Gilead plans to go straight to Phase III studies for once-yearly lenacapavir, while GSK and ViiV will push forward with their long-acting antivirals after touting positive early-stage results.
Long-acting HIV therapies took center stage at the ongoing 2025 Conference on Retroviruses and Opportunistic Infections in San Francsico, with Gilead and GSK and development partner ViiV Healthcare touting promising data for their respective assets and setting the stage for advanced development.
Gilead debuted Phase I findings for two novel formulations of lenacapavir, which could potentially allow once-yearly injections for the prevention of HIV. Data, published simultaneously in The Lancet, showed that once-yearly pre-exposure prophylaxis (PrEP) led to median plasma lenacapavir concentrations higher than what was needed to show efficacy in Phase III trials that treated patients twice yearly.
A readout from the PURPOSE 1 study, released in June 2024, found that twice-yearly lenacapavir could prevent HIV in 100% of immunized cisgender women, while PURPOSE 2 found a 96% reduction in the risk of HIV in cisgender men, transgender men, transgender women and gender non-binary individuals who have sex with partners assigned male at birth.
On the strength of these Phase I findings, Gilead plans to skip Phase II and go straight to Phase III development for once-year pre-exposure prophylaxis (PrEP) with lenacapavir. A study is set to launch later this year.
----------------
-- Exercise 1 --
According to the article on long-acting HIV therapies, in which journal were Gilead's Phase I lenacapavir findings published simultaneously?
-- Exercise 2 --
Write out the stretch of the article on long-acting HIV therapies from "Gilead debuted Phase" through "male at birth.".
-- Exercise 3 --
Continue the article on long-acting HIV therapies, picking up after its final sentence.

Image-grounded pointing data
----------------
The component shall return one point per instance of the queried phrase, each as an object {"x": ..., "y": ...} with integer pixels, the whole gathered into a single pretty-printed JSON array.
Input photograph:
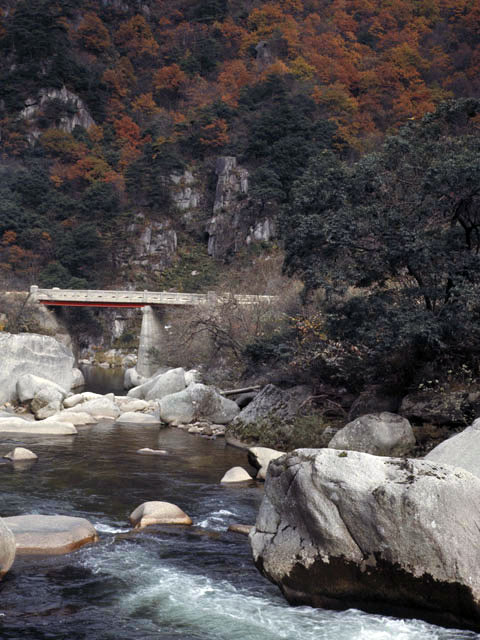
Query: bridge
[
  {"x": 152, "y": 332},
  {"x": 135, "y": 299}
]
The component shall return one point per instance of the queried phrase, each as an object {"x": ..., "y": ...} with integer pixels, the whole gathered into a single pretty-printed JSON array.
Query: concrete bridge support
[{"x": 152, "y": 337}]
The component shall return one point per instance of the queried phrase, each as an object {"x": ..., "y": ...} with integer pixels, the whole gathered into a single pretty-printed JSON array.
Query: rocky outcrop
[
  {"x": 7, "y": 548},
  {"x": 50, "y": 535},
  {"x": 436, "y": 407},
  {"x": 234, "y": 224},
  {"x": 30, "y": 353},
  {"x": 46, "y": 396},
  {"x": 383, "y": 434},
  {"x": 347, "y": 529},
  {"x": 156, "y": 512},
  {"x": 153, "y": 245},
  {"x": 461, "y": 450},
  {"x": 73, "y": 114},
  {"x": 197, "y": 402},
  {"x": 184, "y": 192}
]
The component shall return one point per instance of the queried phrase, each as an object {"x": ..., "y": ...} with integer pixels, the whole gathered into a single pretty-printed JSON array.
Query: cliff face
[
  {"x": 235, "y": 222},
  {"x": 136, "y": 133}
]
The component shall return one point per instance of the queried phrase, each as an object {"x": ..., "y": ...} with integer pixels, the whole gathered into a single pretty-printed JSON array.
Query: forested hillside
[{"x": 102, "y": 102}]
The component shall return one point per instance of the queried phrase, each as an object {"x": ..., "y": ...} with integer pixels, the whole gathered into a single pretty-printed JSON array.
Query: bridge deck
[{"x": 99, "y": 298}]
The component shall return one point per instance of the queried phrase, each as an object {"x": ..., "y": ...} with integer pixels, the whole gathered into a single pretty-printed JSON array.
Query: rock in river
[
  {"x": 197, "y": 402},
  {"x": 461, "y": 450},
  {"x": 236, "y": 474},
  {"x": 20, "y": 454},
  {"x": 50, "y": 535},
  {"x": 386, "y": 535},
  {"x": 134, "y": 417},
  {"x": 381, "y": 434},
  {"x": 39, "y": 427},
  {"x": 7, "y": 547},
  {"x": 156, "y": 512}
]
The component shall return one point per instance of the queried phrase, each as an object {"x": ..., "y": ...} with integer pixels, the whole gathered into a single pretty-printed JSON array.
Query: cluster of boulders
[{"x": 357, "y": 525}]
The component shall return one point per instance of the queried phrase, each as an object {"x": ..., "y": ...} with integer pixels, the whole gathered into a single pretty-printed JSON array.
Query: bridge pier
[{"x": 152, "y": 335}]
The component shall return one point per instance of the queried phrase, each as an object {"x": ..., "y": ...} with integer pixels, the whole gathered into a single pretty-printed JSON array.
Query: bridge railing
[{"x": 143, "y": 297}]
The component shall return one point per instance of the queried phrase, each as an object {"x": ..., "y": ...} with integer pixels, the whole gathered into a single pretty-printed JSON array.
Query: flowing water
[{"x": 167, "y": 583}]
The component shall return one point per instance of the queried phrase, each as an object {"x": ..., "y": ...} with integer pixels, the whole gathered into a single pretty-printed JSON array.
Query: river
[{"x": 167, "y": 583}]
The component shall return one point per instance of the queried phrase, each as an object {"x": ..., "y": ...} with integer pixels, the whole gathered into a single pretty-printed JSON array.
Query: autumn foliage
----------------
-- Written answer 1 --
The Lancet

-- Written answer 2 --
Gilead debuted Phase I findings for two novel formulations of lenacapavir, which could potentially allow once-yearly injections for the prevention of HIV. Data, published simultaneously in The Lancet, showed that once-yearly pre-exposure prophylaxis (PrEP) led to median plasma lenacapavir concentrations higher than what was needed to show efficacy in Phase III trials that treated patients twice yearly.
A readout from the PURPOSE 1 study, released in June 2024, found that twice-yearly lenacapavir could prevent HIV in 100% of immunized cisgender women, while PURPOSE 2 found a 96% reduction in the risk of HIV in cisgender men, transgender men, transgender women and gender non-binary individuals who have sex with partners assigned male at birth.

-- Written answer 3 --
“Once-yearly lenacapavir, if approved, could become an important new HIV prevention option that could help address PrEP adherence and persistence challenges for individuals who need or want PrEP around the world,” Jared Baeten, Gilead’s Virology Therapeutic Area head, said in a statement.
Also on Tuesday, GSK and ViiV unveiled data for their long-acting antiviral VH499, demonstrating that at its highest investigational dose of 250 mg, the drug candidate elicited a strong reduction in viral load. VH499 was also safe and well-tolerated, with no side effects leading to treatment withdrawal.
GKS and ViiV reported that one patient, who was given a 25-mg dose of VH499, developed a genetic mutation “associated with reduced susceptibility to capsid inhibitors” on day 11, but stated in the announcement that the data, alongside encouraging Phase I results establishing VH499’s efficacy and tolerability, “support further development of VH499 as a potential long-acting antiretroviral for HIV treatment.”
GSK and ViiV also released data for another long-acting antiviral drug, VH184. All doses of the candidate elicited a “marked” reduction in HIV-1 viral load after 10 days of monotherapy. There were no resistance mutations detected.